START Extract

# Mogadore BASS "open"! Oct.31st!!!



## Nipididdee (Apr 19, 2004)

The FINAL DoBass 2009 event !!!!

Ending as it starts with a coldwater ELECTRIC MOTOR only event on Auntie Moggie!!!! No membership requirements ~ $85 pre-entry

Saturday October 31st ~ 8:00am-4:30pm ~ St Rt.43 BOATHOUSE ramp

Stick around and we'll all go up to KSU fright night dressed as bass anglers 

We have a pretty decent field nearly a third of the way full (30) already- timed it just perfect for the Spring Open- look at those field weights! Can we do it again!!!??? This is when the BIG dudes EAT!
http://www.dobass.com/09EEI/SPRINGOPEN/mogspo.htm

FISH GREEN!!!! Details are here: http://www.dobass.com/EEI/FISHGREEN.html

nip


----------



## LaDobasser (Apr 13, 2004)

Nip, I would be there if I could. Good luck buddy! I hope to fish with you next year in one of your series!


----------



## Putzin (May 5, 2008)

Come on Boys ... this is the last dobass tourney of the year ... lets fill it up. MOGGY's on FIRE right now!!!


----------



## Triton20X (Apr 11, 2008)

Putzin said:


> Come on Boys ... this is the last dobass tourney of the year ... lets fill it up. MOGGY's on FIRE right now!!!


When were you out there last?
Place was dead as nails on Thursday compared to the week prior.
Water cooled quick!


----------



## mikeshookset (Feb 28, 2005)

heard from a buddy of mine he had some good fish out there today. if i didnt have a championship to run this weekend i would venture to moggy for this one.


----------



## FishKrazy (Nov 24, 2007)

END Extract

> **Directives**
A - Update the tournament thread from "When were you" to "(Feb 28, 2005)", replacing "Thursday" with "Friday".
B - According to the tournament thread, what is the pre-entry fee for the October 31st event?

START Stored data

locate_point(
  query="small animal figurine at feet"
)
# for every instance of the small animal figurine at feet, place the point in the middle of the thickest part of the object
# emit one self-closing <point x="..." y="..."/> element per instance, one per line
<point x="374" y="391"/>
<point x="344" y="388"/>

END Stored data

> **Answer set**
A -
When were you out there last?
Place was dead as nails on Friday compared to the week prior.
Water cooled quick!


----------



## mikeshookset (Feb 28, 2005)

B - $85